TASKS TO COMPLETE:
(1) List every medical institution named in the post about M.D. Anderson, giving each name once.
(2) Translate this sentence from the post about M.D. Anderson into Spanish: "It was an amazing place and still is."
(3) In the post about M.D. Anderson, copy everything from "Thirty years ago" down to "and still is.".

DOCUMENT EXCERPT:
§

Thursday, August 14, 2008

Relearning About Life

I spent part of Monday and Wednesday this week at the M.D. Anderson Cancer Center. It is a huge complex in the Texas Medical Center, which must be one of the largest medical centers in the United States. M.D. Anderson is absolutely huge, with over 17,000 employees. It is like a little city.

Thirty years ago was the first time I ever visited M.D. Anderson. I was doing a clinical internship at Southwest Memorial Hospital and went to the Medical Center to use their medical library. I remember the many people that I saw with cancer, but they were surrounded by the most caring medical personnel I had ever been around. It was an amazing place and still is.

When I visited MDA this week it had been five years since I had been on the campus. It looked completely different, except for the original lobby in the main building. Today you've got to get on the right bank of elevators, or you will never find where you are going. It is quite impressive and specialized to the inth degree.

I sat in the Surgical Waiting area and watched people. Some families received the news they were hoping for. Other families received the news they expected, but was not the news they hoped for. Still others were talking about treatment and what might lie ahead. The need was beyond comprehension.

§

Dataset items:
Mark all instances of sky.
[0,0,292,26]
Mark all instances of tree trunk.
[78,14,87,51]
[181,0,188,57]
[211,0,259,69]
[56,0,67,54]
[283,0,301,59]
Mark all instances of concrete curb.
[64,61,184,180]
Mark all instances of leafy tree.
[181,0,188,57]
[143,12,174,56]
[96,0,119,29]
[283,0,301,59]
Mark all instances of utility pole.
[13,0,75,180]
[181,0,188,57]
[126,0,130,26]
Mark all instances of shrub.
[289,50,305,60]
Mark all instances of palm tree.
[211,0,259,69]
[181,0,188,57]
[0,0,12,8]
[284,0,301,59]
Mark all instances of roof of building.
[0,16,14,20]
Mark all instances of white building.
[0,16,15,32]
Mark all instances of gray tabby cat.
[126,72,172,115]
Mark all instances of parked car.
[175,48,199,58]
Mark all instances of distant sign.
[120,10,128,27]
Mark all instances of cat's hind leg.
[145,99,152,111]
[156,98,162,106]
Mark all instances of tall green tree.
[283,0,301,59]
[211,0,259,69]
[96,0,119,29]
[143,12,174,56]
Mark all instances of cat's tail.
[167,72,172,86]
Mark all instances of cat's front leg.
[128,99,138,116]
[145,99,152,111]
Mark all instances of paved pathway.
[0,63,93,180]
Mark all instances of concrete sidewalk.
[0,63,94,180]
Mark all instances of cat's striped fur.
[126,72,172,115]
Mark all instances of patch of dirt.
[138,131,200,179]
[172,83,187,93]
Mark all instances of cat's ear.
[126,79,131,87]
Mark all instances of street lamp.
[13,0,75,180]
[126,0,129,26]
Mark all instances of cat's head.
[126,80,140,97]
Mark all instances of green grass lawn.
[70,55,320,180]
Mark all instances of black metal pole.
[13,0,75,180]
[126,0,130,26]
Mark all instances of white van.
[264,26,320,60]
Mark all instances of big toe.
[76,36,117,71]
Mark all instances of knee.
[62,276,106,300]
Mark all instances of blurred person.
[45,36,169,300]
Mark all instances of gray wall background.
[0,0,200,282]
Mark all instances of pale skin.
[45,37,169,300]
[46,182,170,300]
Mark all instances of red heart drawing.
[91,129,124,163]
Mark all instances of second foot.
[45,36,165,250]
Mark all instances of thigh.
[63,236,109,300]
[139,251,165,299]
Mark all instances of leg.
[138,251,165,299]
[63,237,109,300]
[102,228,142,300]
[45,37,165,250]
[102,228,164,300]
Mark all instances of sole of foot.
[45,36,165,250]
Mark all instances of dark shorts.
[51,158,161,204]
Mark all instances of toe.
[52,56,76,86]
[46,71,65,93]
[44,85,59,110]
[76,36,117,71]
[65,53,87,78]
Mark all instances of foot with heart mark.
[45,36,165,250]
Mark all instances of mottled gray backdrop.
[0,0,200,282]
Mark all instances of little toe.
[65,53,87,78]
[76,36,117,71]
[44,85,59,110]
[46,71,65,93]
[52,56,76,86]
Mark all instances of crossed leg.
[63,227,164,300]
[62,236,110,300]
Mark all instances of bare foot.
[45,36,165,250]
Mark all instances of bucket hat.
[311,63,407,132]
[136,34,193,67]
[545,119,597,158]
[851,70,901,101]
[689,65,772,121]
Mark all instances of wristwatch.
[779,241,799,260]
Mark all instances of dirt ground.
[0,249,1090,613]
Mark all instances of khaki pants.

§

YOUR WRITTEN ANSWERS:
(1)
M.D. Anderson Cancer Center
Texas Medical Center
Southwest Memorial Hospital

(2) Era un lugar asombroso y todavía lo es.

(3)
Thirty years ago was the first time I ever visited M.D. Anderson. I was doing a clinical internship at Southwest Memorial Hospital and went to the Medical Center to use their medical library. I remember the many people that I saw with cancer, but they were surrounded by the most caring medical personnel I had ever been around. It was an amazing place and still is.